▶ [AIM OF THE EXERCISE]: Render every line of the rows below as a JSON list of strings, one string per line, with blank lines omitted.

>> Begin MATERIAL PROVIDED

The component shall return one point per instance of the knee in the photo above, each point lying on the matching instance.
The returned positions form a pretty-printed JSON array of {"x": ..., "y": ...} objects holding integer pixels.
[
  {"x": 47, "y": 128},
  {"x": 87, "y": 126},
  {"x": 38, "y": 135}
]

>> End MATERIAL PROVIDED

▶ [TASK OUTPUT]:
[
  "The component shall return one point per instance of the knee in the photo above, each point lying on the matching instance.",
  "The returned positions form a pretty-printed JSON array of {\"x\": ..., \"y\": ...} objects holding integer pixels.",
  "[",
  "  {\"x\": 47, \"y\": 128},",
  "  {\"x\": 87, \"y\": 126},",
  "  {\"x\": 38, \"y\": 135}",
  "]"
]